┌─ Data for review

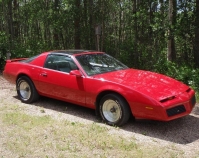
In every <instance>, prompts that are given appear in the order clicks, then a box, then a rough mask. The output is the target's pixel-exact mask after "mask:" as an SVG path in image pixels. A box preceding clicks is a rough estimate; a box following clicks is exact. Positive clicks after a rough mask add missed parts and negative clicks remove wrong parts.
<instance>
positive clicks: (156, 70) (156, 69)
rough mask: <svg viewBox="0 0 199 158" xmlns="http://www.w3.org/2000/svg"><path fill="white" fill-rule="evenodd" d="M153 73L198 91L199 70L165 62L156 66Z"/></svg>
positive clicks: (168, 61) (188, 66)
mask: <svg viewBox="0 0 199 158" xmlns="http://www.w3.org/2000/svg"><path fill="white" fill-rule="evenodd" d="M155 71H156V72H159V73H162V74H165V75H168V76H170V77H172V78H175V79H177V80H179V81H181V82H183V83H185V84H187V85H189V86H191V87H192V88H193V89H195V90H196V91H199V84H198V83H199V69H195V68H193V67H189V66H186V65H182V66H179V65H177V64H175V63H173V62H169V61H165V63H163V64H162V65H156V69H155Z"/></svg>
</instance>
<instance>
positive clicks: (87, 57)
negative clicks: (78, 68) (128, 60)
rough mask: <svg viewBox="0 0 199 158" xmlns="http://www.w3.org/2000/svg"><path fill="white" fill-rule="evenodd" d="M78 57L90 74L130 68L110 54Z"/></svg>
mask: <svg viewBox="0 0 199 158" xmlns="http://www.w3.org/2000/svg"><path fill="white" fill-rule="evenodd" d="M76 59H77V60H78V62H79V63H80V65H81V66H82V68H83V69H84V71H85V72H86V73H87V75H89V76H91V75H95V74H101V73H106V72H111V71H116V70H123V69H127V68H128V67H127V66H126V65H124V64H122V63H121V62H119V61H118V60H116V59H115V58H113V57H111V56H109V55H108V54H101V53H98V54H84V55H79V56H76Z"/></svg>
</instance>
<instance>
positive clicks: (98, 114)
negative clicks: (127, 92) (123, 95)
mask: <svg viewBox="0 0 199 158" xmlns="http://www.w3.org/2000/svg"><path fill="white" fill-rule="evenodd" d="M110 93H112V94H116V95H119V96H120V97H121V98H122V99H123V100H124V101H125V102H126V104H127V105H128V107H129V110H130V111H131V107H130V105H129V103H128V101H127V100H126V98H125V97H124V96H123V95H122V94H121V93H119V92H116V91H113V90H105V91H102V92H100V93H99V94H98V95H97V97H96V100H95V106H96V108H95V113H96V115H97V116H99V115H100V112H99V103H100V100H101V99H102V98H103V97H104V96H105V95H107V94H110ZM130 113H131V115H132V116H133V113H132V111H131V112H130Z"/></svg>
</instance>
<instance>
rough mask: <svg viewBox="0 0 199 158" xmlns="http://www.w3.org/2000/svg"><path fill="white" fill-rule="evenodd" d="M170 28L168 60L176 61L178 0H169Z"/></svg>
mask: <svg viewBox="0 0 199 158" xmlns="http://www.w3.org/2000/svg"><path fill="white" fill-rule="evenodd" d="M168 16H169V30H168V43H167V44H168V52H167V60H168V61H175V60H176V52H175V40H174V34H173V33H174V32H173V27H174V26H175V22H176V0H169V13H168Z"/></svg>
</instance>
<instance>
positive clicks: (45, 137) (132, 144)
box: [0, 105, 183, 158]
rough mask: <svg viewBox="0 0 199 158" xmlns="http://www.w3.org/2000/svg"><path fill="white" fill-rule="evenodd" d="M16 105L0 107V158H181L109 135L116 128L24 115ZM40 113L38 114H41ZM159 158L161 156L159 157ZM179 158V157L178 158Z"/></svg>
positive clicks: (172, 154)
mask: <svg viewBox="0 0 199 158" xmlns="http://www.w3.org/2000/svg"><path fill="white" fill-rule="evenodd" d="M22 109H23V108H22V107H20V106H18V105H13V106H9V105H5V106H1V107H0V111H1V113H0V129H1V131H2V132H3V133H0V136H1V137H0V148H1V149H0V150H2V151H4V152H0V157H2V158H3V157H44V158H51V157H56V158H59V157H60V158H61V157H72V158H73V157H78V158H79V157H81V158H87V157H99V158H107V157H111V158H114V157H115V158H120V157H121V158H125V157H126V158H129V157H139V158H140V157H143V158H145V157H152V158H153V157H182V156H181V155H183V154H182V153H181V152H176V151H175V150H173V149H172V148H174V147H172V148H169V146H168V147H159V146H158V145H157V146H154V145H148V144H147V143H146V144H139V143H137V141H136V138H134V137H133V136H132V137H130V138H129V137H128V138H127V137H125V136H123V135H119V134H117V132H116V133H111V132H110V130H111V129H113V128H114V129H115V130H116V131H117V130H120V129H119V128H117V127H110V126H106V125H100V124H98V123H92V124H83V123H80V122H73V121H68V120H57V119H53V118H52V117H50V116H48V115H44V116H32V115H28V114H26V113H23V110H22ZM43 110H44V109H42V110H40V112H41V113H43ZM161 155H162V156H161ZM179 155H180V156H179Z"/></svg>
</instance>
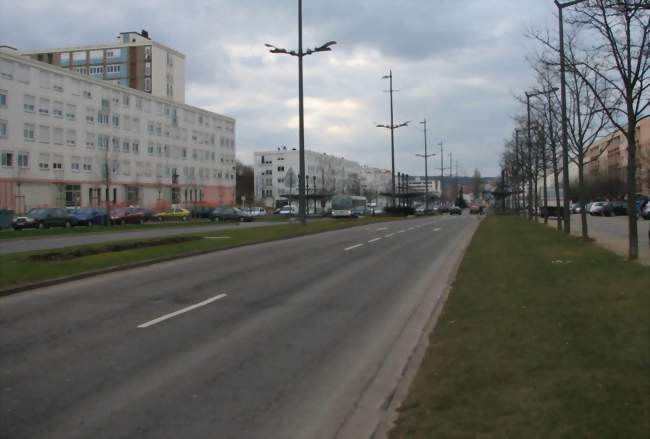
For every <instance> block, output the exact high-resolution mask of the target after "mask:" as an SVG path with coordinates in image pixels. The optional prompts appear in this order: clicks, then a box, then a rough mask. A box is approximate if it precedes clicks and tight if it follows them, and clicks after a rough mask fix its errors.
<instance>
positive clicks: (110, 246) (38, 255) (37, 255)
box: [27, 236, 202, 261]
mask: <svg viewBox="0 0 650 439" xmlns="http://www.w3.org/2000/svg"><path fill="white" fill-rule="evenodd" d="M200 239H202V238H201V237H200V236H175V237H170V238H160V239H151V240H147V241H136V242H124V243H114V244H107V245H103V246H99V247H81V248H78V249H74V250H62V251H56V252H49V253H40V254H37V255H31V256H29V257H28V258H27V259H28V260H30V261H64V260H69V259H76V258H83V257H86V256H94V255H99V254H102V253H113V252H121V251H126V250H135V249H140V248H147V247H157V246H160V245H168V244H181V243H184V242H190V241H198V240H200Z"/></svg>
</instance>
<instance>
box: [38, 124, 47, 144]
mask: <svg viewBox="0 0 650 439" xmlns="http://www.w3.org/2000/svg"><path fill="white" fill-rule="evenodd" d="M38 141H39V142H41V143H50V127H48V126H46V125H39V126H38Z"/></svg>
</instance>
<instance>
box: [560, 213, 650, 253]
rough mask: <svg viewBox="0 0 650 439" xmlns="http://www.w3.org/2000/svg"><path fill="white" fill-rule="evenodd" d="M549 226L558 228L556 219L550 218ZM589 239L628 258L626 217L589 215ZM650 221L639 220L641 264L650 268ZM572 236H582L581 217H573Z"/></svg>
mask: <svg viewBox="0 0 650 439" xmlns="http://www.w3.org/2000/svg"><path fill="white" fill-rule="evenodd" d="M548 224H549V226H551V227H554V228H555V227H557V222H556V220H555V218H550V219H549V222H548ZM587 227H588V233H589V237H590V238H593V239H595V240H596V242H597V243H598V244H600V245H601V246H603V247H604V248H606V249H607V250H610V251H613V252H614V253H617V254H619V255H621V256H624V257H627V251H628V225H627V217H626V216H614V217H599V216H591V215H587ZM649 227H650V221H647V220H644V219H639V220H637V228H638V233H639V262H640V263H641V264H643V265H648V266H650V246H649V244H648V228H649ZM571 234H572V235H574V236H582V228H581V225H580V215H577V214H575V215H571Z"/></svg>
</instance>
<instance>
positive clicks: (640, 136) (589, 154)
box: [585, 118, 650, 194]
mask: <svg viewBox="0 0 650 439" xmlns="http://www.w3.org/2000/svg"><path fill="white" fill-rule="evenodd" d="M636 139H637V148H636V157H637V161H636V178H637V191H638V192H640V193H644V194H650V119H648V118H646V119H643V120H642V121H641V122H639V123H638V125H637V127H636ZM585 163H586V166H585V174H586V175H588V176H592V177H595V176H607V177H614V178H618V179H620V180H621V181H626V180H627V139H626V138H625V135H624V134H623V133H622V132H620V131H615V132H613V133H611V134H610V135H608V136H606V137H604V138H603V139H601V140H599V141H598V142H596V143H594V144H593V145H591V146H590V147H589V148H588V150H587V153H586V155H585Z"/></svg>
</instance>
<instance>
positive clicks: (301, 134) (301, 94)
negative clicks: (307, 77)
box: [298, 0, 307, 225]
mask: <svg viewBox="0 0 650 439" xmlns="http://www.w3.org/2000/svg"><path fill="white" fill-rule="evenodd" d="M302 58H303V53H302V0H298V124H299V128H298V131H299V162H300V163H299V168H300V179H299V180H298V216H299V217H300V224H303V225H304V224H306V223H307V215H306V212H305V113H304V101H303V85H302Z"/></svg>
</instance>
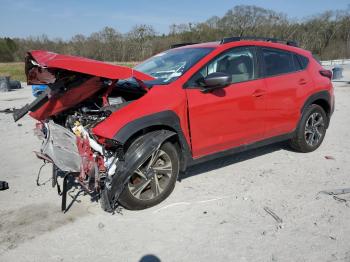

└─

## Task prompt
Any pictures are to be skipped, and the lines from the beginning of the entries through the line with "negative clicks: (78, 68) (128, 60)" copied exactly.

## Solution for this exercise
In every <instance>, prompts that are given appear in the order clicks, then a box, then a rough mask. The output is the target's pixel-exact mask after "mask:" as an SVG path in image pixels. A box preceding clicks is a rough estimate; a box following clicks is exact. Positive clicks after a rough mask add missed parts and negative clicks remove wrong parts.
<instance>
positive clicks: (156, 70) (156, 69)
rough mask: <svg viewBox="0 0 199 158" xmlns="http://www.w3.org/2000/svg"><path fill="white" fill-rule="evenodd" d="M153 73L198 91L199 70L165 62L156 66Z"/></svg>
positive clicks: (168, 61) (188, 66)
mask: <svg viewBox="0 0 199 158" xmlns="http://www.w3.org/2000/svg"><path fill="white" fill-rule="evenodd" d="M155 71H156V72H159V73H162V74H165V75H168V76H170V77H172V78H175V79H177V80H179V81H181V82H183V83H185V84H187V85H189V86H191V87H192V88H193V89H195V90H196V91H199V84H198V83H199V69H195V68H193V67H189V66H186V65H182V66H179V65H177V64H175V63H173V62H169V61H165V63H163V64H162V65H156V69H155Z"/></svg>
</instance>
<instance>
positive clicks: (87, 57)
negative clicks: (78, 68) (128, 60)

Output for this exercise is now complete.